PROBLEM DETAILS:
Please name the source of the data in Fig. 6 of the figure captions on fetal placental clearance.

DOCUMENT SECTION:
+ + + +

View larger version (18K): [in this window] [in a new window]   Fig. 5.   Relationship between fetal DPHM placental clearance of the unbound drug and GA. Actual experimental data (scatterpoints), linear regression line (solid), and 95% confidence interval (dotted) are depicted.

View larger version (17K): [in this window] [in a new window]   Fig. 6.   Relationship between fetal acetaminophen placental clearance and GA. Data are from Wang et al. (1986). Actual experimental data (scatterpoints), linear regression line (solid), and 95% confidence interval (dotted) are shown.

+ + + +

DATA EXTRACT:
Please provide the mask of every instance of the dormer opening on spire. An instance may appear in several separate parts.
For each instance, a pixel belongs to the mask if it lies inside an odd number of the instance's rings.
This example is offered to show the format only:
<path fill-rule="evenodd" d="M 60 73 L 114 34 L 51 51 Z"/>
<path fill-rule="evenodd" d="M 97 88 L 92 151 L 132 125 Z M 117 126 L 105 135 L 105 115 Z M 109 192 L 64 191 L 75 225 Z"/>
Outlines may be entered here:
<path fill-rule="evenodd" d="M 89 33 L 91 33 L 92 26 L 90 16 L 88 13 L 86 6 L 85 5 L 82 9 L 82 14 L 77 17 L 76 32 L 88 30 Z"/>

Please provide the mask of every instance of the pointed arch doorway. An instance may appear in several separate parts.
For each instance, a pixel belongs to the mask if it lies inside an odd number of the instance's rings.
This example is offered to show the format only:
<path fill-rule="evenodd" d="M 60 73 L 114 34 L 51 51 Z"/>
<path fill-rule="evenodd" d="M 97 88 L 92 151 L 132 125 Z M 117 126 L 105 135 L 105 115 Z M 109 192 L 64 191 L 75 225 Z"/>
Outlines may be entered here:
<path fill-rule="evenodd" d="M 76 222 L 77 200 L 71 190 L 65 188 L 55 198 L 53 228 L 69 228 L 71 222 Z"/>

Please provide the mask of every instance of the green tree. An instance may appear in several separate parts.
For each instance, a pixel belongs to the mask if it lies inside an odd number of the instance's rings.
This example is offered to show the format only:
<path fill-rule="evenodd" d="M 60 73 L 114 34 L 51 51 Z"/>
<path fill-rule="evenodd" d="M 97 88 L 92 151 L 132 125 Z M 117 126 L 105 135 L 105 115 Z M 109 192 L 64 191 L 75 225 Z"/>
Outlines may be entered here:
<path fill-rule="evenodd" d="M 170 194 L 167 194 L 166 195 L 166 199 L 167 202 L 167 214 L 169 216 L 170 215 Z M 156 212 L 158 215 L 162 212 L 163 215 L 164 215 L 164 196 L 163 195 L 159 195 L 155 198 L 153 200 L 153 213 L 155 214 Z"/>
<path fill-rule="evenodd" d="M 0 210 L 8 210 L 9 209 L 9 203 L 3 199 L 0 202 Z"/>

+ + + +

YOUR SOLUTION:
Wang et al. (1986).